- Exercises
a) Transcribe a passage from the Ridel High interview, beginning at the words "Where are you" and stopping after "to other people.".
b) According to the Ridel High interview, which band is Ridel High playing with in Santa Barbara?

- Page excerpt
START
Ridel High – Hi Scores – Interview

Ridel High

Hi Scores (My)
An interview with Kevin Ridel (Vocals/Bass), Steve LeRoy (Guitar/Vocals), Steve Coulter (Drums)
by Scott Hefflon

Where are you guys?
Steve L: We’re in Sherman Oaks, at my girlfriend’s house.

Is that where the band jams?
Steve L: No, it’s a halfway point between where we live and Santa Barbara, where we’re playing.

Who are you playing with?
Steve C: Nerf Herder. They just finished three weeks with Weezer.

Kevin, you used to be in a band with Rivers Cuomo of Weezer, right?
Kevin: I moved out here in ’89 with those guys. It was the great Connecticut migration. I think I’ve tricked a lot of guys into coming out to L.A. “Hey, come on out! I’ll hook you up with a record deal.” That’s the line I got, so I felt I owed it to other people.

How many proofs-of-purchase do you need to get a record deal these days?
Steve L: They just give ’em out.

The first song, “Self Destructive,” sounds different from the version on the My Records comp Happy Meals.
END
- Recorded data
START
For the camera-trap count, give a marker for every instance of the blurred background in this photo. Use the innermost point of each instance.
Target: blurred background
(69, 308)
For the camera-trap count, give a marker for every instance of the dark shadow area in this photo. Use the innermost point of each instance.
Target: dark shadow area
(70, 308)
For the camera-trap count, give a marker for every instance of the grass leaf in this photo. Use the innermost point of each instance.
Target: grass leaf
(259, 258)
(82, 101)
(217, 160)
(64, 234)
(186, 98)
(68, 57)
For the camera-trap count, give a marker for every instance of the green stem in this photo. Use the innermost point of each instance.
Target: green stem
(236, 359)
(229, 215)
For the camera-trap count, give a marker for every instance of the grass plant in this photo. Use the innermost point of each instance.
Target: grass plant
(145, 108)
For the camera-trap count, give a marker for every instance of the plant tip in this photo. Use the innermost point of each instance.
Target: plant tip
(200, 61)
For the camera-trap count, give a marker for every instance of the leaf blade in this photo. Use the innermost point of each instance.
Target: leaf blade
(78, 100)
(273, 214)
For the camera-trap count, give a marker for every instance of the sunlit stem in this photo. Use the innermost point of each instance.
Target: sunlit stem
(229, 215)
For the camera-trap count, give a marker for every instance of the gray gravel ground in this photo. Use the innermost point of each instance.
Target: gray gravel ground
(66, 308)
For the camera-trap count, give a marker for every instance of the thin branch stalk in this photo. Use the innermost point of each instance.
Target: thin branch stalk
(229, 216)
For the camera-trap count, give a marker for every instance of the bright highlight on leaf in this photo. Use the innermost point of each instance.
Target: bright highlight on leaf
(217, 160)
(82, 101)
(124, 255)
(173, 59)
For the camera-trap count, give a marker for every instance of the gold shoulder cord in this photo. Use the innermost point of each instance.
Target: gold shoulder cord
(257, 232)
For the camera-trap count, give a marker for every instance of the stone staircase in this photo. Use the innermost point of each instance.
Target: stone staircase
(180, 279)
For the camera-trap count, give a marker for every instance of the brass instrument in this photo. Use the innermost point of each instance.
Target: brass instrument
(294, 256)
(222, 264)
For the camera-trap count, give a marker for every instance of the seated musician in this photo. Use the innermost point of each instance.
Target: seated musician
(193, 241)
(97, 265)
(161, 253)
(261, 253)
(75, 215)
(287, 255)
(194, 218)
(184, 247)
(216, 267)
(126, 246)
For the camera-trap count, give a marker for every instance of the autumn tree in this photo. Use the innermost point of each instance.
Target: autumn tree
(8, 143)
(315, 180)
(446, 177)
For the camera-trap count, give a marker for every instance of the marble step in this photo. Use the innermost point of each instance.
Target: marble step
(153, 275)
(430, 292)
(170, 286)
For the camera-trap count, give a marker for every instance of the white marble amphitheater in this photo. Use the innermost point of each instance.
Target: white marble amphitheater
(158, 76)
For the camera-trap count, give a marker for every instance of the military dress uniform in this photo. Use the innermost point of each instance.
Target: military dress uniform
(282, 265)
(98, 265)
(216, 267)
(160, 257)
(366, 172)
END
- Written responses
a)
Where are you guys?
Steve L: We’re in Sherman Oaks, at my girlfriend’s house.

Is that where the band jams?
Steve L: No, it’s a halfway point between where we live and Santa Barbara, where we’re playing.

Who are you playing with?
Steve C: Nerf Herder. They just finished three weeks with Weezer.

Kevin, you used to be in a band with Rivers Cuomo of Weezer, right?
Kevin: I moved out here in ’89 with those guys. It was the great Connecticut migration. I think I’ve tricked a lot of guys into coming out to L.A. “Hey, come on out! I’ll hook you up with a record deal.” That’s the line I got, so I felt I owed it to other people.

b) Nerf Herder.